EXCERPTED TEXT
────────────────

Yellowfin tuna is prone to 13,000 views per month.

The actual article that I've asked privately for Dr. Cobb to review has well over 60,000 views per month. That's significantly more traffic than obtained by the article about Cherry, or Lemon, or Saab, or Aaron Burr, or Ben Bernanke, or Federal Deposit Insurance Corporation. The naughty edit was made in early May 2009. Since then, the article has been viewed approximately 100,000 times, and it has been edited more than 40 times, including by such talented editors as Nopetro and Erik9.

Would you say that the statistics I've just provided are "likley" to be characterized as a lesser-"trafficed" article?
Kelly Martin
I'd love to see what the average error rate for vandalism patrollers is: that is, the percentage of edits characterized as vandalism removal that are reverting edits that are not actually vandalism. I bet it's higher than the Twinkleheads would like to admit.
thekohser
It would appear that Dr. Cobb is quite the optimist.

Perhaps someone who is not on a 2:1 edit restriction by the ArbCom could notify him on the study's discussion page, that we are discussing his study here.

It would appear that none of the Wikipediots have mentioned the "double whammy" effect to him yet. Nor have they bothered to ask "what constitutes vandalism?"
Hipocrite
QUOTE(thekohser @ Thu 25th June 2009, 3:29pm) *

QUOTE(Hipocrite @ Thu 25th June 2009, 11:02am) *

articles that few people watch/care about like yellowfin tuna.


Yellowfin tuna is prone to 13,000 views per month.

────────────────

TO BE DONE
• A. Count the lines in the rows that contain the string "Where", and give only that number.
• B. Write what comes next in the forum thread about Wikipedia vandalism and article traffic, picking up after its final line.
The rows have no connection to the forum thread above.

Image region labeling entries
────────────────

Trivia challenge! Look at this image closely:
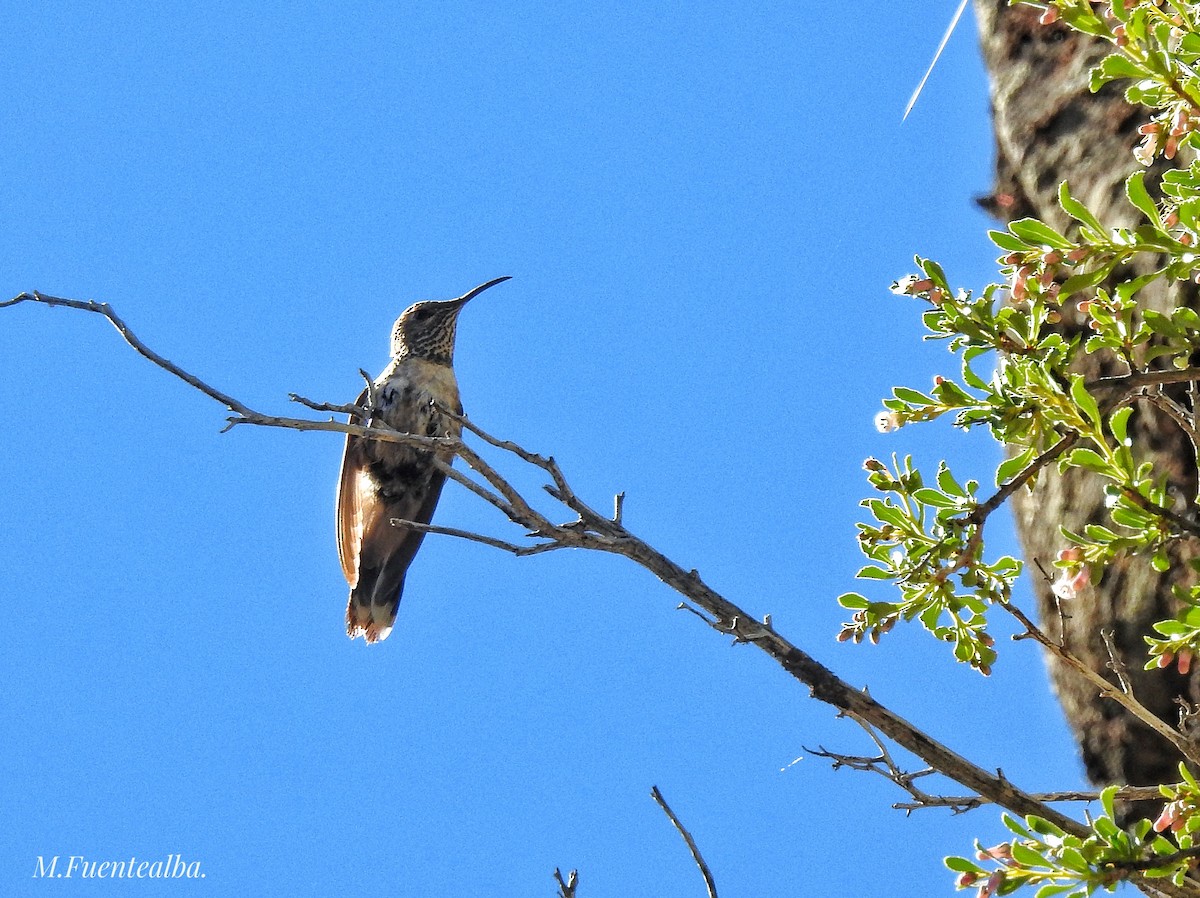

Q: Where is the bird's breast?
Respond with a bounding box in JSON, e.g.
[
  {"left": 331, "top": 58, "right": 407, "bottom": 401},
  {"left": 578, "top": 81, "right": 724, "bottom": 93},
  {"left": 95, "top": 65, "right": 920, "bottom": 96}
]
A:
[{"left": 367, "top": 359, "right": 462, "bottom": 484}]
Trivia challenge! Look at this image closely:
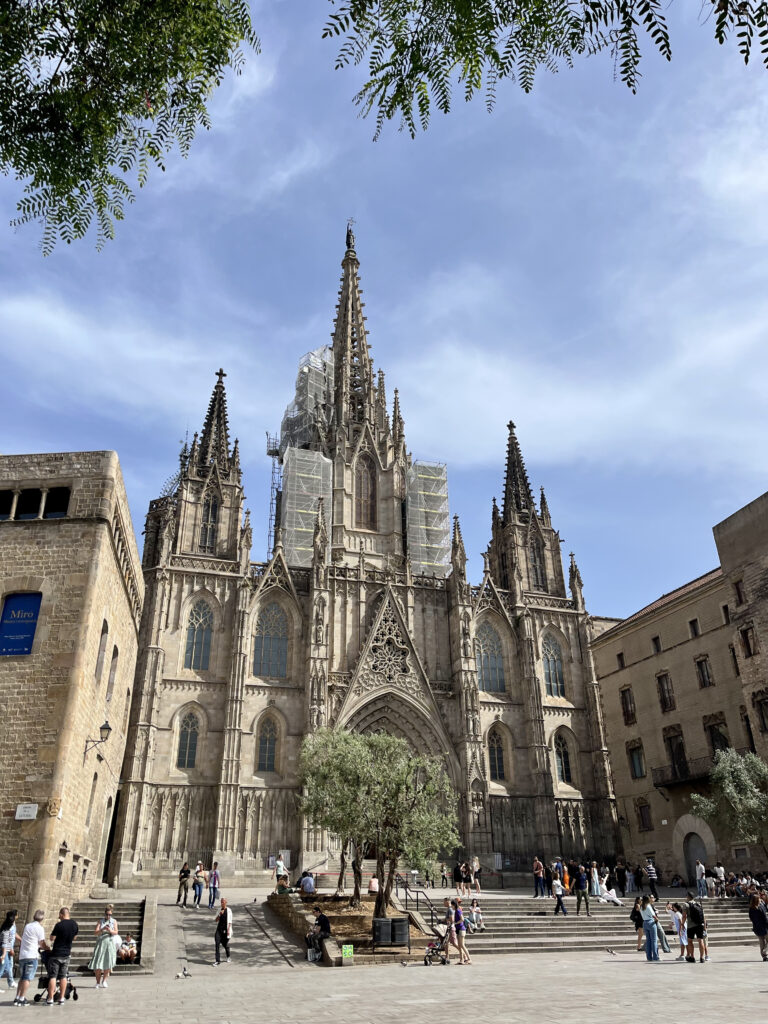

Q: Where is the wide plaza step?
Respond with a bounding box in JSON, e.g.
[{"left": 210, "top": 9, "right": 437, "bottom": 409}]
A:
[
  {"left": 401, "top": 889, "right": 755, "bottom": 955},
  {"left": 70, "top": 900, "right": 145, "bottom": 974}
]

────────────────

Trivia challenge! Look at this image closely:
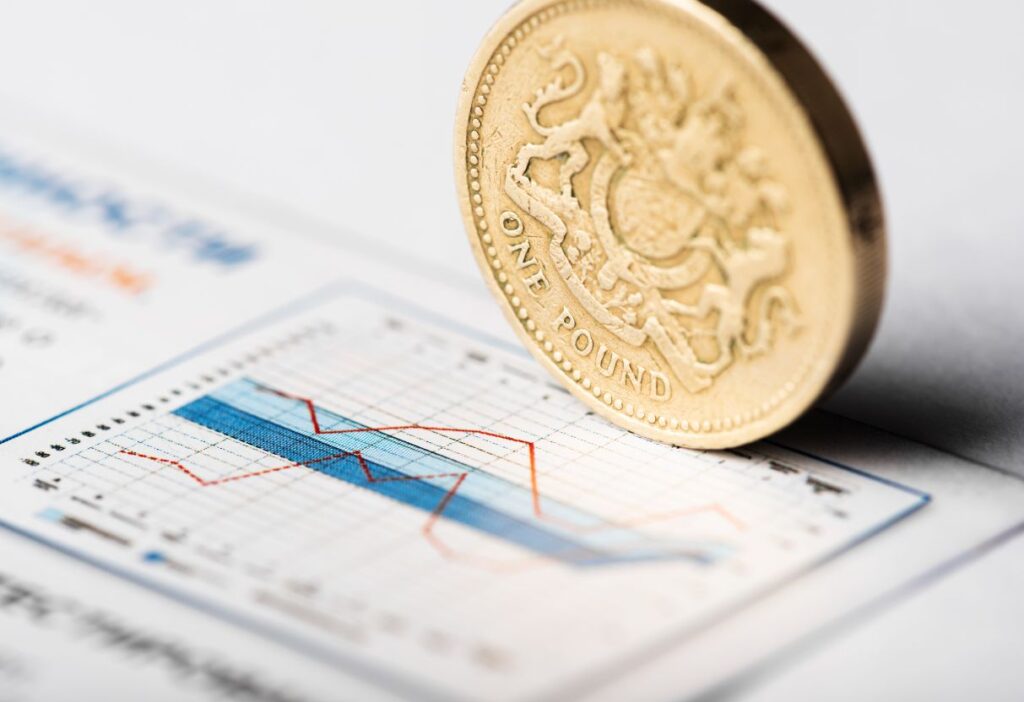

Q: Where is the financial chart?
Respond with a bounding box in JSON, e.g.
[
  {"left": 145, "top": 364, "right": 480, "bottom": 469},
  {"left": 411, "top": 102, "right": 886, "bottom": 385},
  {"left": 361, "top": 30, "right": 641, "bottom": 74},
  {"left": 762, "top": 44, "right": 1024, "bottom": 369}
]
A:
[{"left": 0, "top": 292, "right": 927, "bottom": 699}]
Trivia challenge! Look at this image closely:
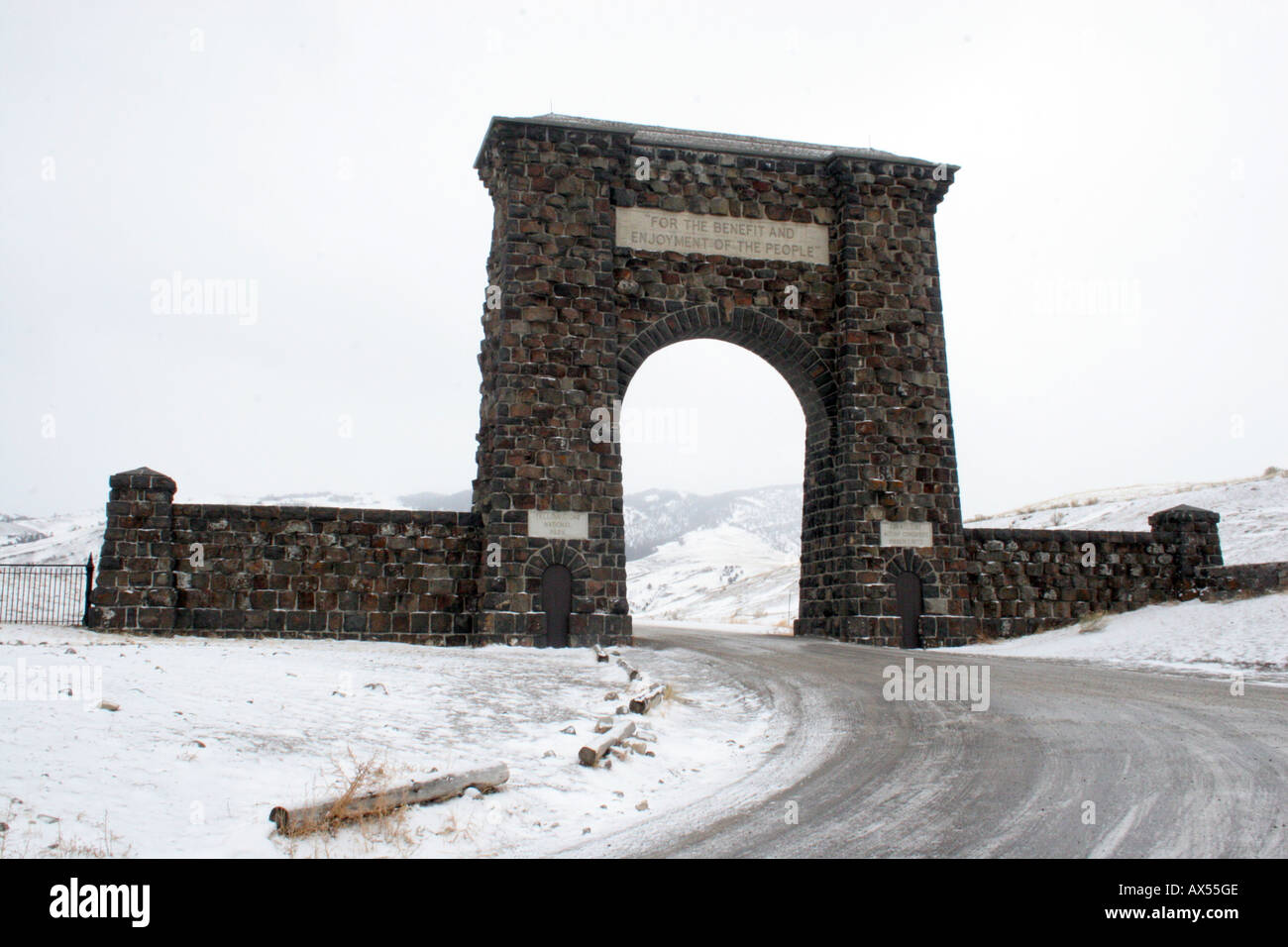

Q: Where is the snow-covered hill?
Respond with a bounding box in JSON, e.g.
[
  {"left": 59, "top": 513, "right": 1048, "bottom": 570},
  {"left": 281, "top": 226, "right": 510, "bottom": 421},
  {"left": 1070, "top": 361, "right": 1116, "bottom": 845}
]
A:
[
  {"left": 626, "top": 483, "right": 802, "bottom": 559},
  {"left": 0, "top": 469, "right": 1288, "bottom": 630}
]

────────────────

SOLVED TASKS
• A. 4

• B.
"Watch/care about" does not equal "read."
thekohser
QUOTE(Hipocrite @ Thu 25th June 2009, 12:29pm) *

QUOTE(thekohser @ Thu 25th June 2009, 3:29pm) *

QUOTE(Hipocrite @ Thu 25th June 2009, 11:02am) *

articles that few people watch/care about like yellowfin tuna.


Yellowfin tuna is prone to 13,000 views per month.


"Watch/care about" does not equal "read."


No... not equal. But certainly highly correlated. Or, are you so dense (or blinded by your dislike of me) not to understand correlation?
Hipocrite
QUOTE(thekohser @ Thu 25th June 2009, 4:44pm) *

QUOTE(Hipocrite @ Thu 25th June 2009, 12:29pm) *

QUOTE(thekohser @ Thu 25th June 2009, 3:29pm) *

QUOTE(Hipocrite @ Thu 25th June 2009, 11:02am) *

articles that few people watch/care about like yellowfin tuna.


Yellowfin tuna is prone to 13,000 views per month.


"Watch/care about" does not equal "read."


No... not equal. But certainly highly correlated. Or, are you so dense (or blinded by your dislike of me) not to understand correlation?


I disagree that they are so highly correlated. I think that lots of non-editors read about Tunafsh and very few editors, while lots of editors read about, say, Ancient Egyptian race controversy, but very few non-editors. I suspect that juvenile vandalism that falls through the RC sieve on a Tunafish article would not get caught by the people who have the fish on their watchlist, while people who have Ancient Egyptian race controversy on their watchlist are on that article like hawks, and so any vandalism that is not instantly reverted by RCers is quickly reverted by POV warriors.

Also, please try to assume that I'm reading what you're writing and I'll assume you're doing the same. I'm not holding a grudge - in fact, I was the one that added your requested link to this discussion on the relevent talk page - obviously you are. Stop it.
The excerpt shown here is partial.